**Text shown**.

+-------+

Perhaps it’s time to connect with that force and explore your own faith. If you believe in nature, spend time in nature. Immerse yourself in the woods. Go hiking and take time to stop and appreciate every single flower. If you believe, at all, in any sort of higher power, then it’s time to suck it up and pray. It’s time to ask for help. Surrender to what is, stop projecting your expectations onto the situation… and allow for some true insight into what you can do to get to where you want to be.
My intention is not to make recovery seem easy.
In fact, much of my advice is far easier said than done. I feel as though, after suffering from severe anxiety and depression for so long, that it is always going to be a process. I truly feel as though… nothing ever truly gets easier; we simply evolve and get better at dealing with things.
My focus right now is to maintain a consistent routine based around the tips I’ve shared above. I devote a little bit of energy every day to gratitude, to getting exercise, to eating better, to making an effort to connect with others, and to connecting with the divine.

+-------+

**Records**.
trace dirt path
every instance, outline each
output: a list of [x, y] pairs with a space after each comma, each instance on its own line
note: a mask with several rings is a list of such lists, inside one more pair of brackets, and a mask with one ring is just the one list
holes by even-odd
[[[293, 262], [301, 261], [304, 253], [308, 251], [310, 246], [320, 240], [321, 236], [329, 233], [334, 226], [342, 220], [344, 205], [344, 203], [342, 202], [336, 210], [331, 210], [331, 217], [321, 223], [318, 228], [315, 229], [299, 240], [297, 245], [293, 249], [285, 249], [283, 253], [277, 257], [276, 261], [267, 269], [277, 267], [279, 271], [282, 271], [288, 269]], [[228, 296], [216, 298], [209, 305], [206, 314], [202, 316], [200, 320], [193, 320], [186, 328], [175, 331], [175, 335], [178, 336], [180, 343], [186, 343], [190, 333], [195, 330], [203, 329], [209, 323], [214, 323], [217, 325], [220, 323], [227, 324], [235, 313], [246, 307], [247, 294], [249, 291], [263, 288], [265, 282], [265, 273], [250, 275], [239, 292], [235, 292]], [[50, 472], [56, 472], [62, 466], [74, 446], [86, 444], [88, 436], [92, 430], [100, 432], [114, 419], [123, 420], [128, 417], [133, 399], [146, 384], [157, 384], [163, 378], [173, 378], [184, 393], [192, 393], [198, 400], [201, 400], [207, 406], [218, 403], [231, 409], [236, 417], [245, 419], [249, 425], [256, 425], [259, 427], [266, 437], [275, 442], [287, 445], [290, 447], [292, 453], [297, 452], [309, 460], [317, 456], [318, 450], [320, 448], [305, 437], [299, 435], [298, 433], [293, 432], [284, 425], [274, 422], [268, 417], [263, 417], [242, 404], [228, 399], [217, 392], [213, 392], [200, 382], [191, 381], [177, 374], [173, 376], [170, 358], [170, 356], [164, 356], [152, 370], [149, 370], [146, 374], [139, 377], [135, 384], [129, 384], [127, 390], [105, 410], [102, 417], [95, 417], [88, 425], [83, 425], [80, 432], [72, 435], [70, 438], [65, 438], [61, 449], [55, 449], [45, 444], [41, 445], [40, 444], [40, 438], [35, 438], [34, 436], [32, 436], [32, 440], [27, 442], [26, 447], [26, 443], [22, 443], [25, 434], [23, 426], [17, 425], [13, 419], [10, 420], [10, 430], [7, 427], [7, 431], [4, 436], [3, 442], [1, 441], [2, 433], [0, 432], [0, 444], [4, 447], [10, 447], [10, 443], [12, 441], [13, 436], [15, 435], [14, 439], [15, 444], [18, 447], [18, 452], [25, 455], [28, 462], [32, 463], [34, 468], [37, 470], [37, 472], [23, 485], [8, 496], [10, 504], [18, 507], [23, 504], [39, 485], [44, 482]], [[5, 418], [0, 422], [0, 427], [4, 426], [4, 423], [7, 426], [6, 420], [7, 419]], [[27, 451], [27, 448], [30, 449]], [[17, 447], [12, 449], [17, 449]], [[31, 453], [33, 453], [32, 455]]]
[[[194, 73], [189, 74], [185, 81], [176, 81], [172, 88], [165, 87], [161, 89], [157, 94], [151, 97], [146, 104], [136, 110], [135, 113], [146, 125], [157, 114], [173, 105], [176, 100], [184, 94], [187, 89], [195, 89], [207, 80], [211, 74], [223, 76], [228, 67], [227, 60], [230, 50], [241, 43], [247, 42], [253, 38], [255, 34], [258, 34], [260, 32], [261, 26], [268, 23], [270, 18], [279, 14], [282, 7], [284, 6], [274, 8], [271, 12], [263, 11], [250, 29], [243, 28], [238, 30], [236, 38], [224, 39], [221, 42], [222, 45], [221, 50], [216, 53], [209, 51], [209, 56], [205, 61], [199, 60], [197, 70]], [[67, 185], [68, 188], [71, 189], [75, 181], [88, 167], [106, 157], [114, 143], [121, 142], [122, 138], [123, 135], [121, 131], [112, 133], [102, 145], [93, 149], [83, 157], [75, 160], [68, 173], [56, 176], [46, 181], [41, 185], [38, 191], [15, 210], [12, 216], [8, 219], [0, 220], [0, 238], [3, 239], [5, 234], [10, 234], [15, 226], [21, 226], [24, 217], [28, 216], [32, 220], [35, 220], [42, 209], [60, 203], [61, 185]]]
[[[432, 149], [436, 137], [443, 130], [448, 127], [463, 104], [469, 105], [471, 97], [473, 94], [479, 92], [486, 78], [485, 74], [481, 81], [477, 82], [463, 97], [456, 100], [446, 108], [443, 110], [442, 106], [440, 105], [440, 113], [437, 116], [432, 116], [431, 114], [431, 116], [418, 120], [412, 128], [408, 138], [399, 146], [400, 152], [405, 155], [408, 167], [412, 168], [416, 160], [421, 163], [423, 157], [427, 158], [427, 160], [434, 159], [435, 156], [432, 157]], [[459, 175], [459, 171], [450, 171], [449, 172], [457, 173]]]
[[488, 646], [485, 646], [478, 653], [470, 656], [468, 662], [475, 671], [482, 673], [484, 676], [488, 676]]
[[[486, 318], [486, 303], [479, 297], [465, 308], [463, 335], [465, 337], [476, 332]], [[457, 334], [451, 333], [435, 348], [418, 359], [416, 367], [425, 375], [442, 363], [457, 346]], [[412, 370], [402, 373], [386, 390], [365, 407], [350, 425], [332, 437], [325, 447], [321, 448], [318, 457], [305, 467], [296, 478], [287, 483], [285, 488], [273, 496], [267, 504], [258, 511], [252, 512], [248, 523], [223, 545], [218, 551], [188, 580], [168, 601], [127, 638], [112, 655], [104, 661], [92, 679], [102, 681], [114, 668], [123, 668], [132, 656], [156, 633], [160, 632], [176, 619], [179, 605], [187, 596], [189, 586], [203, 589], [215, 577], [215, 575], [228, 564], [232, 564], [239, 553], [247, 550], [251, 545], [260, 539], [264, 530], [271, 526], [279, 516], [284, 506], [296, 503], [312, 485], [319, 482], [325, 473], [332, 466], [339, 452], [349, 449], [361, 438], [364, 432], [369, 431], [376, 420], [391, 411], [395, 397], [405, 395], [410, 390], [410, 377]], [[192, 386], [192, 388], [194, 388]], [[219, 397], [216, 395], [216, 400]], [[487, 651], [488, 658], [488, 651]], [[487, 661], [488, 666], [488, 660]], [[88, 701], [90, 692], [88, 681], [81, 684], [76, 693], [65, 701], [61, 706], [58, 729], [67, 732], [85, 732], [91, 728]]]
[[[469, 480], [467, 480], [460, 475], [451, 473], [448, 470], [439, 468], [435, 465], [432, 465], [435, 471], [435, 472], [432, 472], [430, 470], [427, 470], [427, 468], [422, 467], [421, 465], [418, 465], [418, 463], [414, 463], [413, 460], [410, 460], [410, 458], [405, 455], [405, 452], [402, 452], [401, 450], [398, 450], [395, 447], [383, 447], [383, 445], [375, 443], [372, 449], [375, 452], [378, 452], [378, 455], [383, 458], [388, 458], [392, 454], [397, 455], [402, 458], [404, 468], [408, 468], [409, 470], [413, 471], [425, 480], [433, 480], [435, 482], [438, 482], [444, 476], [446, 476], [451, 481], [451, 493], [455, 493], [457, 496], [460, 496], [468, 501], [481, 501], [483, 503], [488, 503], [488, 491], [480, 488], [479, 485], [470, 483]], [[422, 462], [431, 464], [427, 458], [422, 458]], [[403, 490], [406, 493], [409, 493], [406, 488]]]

+-------+

**What the exercise asks**.
Answer these questions about the text on recovery:
1. What should someone who believes in any sort of higher power do?
2. What did the writer suffer from for a long time?
3. What is the writer's focus right now?

**Solution for this task**.
1. Pray and ask for help.
2. Severe anxiety and depression.
3. Maintaining a consistent routine based around the tips the writer has shared.